**Description of the task:** Find each line in the records below that contains the word "woman", and copy those lines out.

**Data entries:**

* * *

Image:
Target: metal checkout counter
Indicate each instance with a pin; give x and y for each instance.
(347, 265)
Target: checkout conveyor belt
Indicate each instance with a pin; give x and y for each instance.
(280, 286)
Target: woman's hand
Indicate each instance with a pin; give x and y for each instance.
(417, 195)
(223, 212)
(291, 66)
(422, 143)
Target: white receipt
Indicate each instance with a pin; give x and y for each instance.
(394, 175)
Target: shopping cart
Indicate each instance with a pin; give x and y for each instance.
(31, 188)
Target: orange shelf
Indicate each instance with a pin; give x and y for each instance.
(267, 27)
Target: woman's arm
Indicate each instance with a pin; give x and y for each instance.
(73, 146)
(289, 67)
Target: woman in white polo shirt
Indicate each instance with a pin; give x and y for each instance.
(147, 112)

* * *

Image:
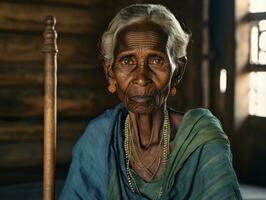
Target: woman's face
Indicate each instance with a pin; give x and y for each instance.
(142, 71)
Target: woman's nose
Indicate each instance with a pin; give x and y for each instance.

* * *

**Finished exercise:**
Target: woman's hand
Target: woman's arm
Target: woman in white polo shirt
Target: woman's face
Target: woman's nose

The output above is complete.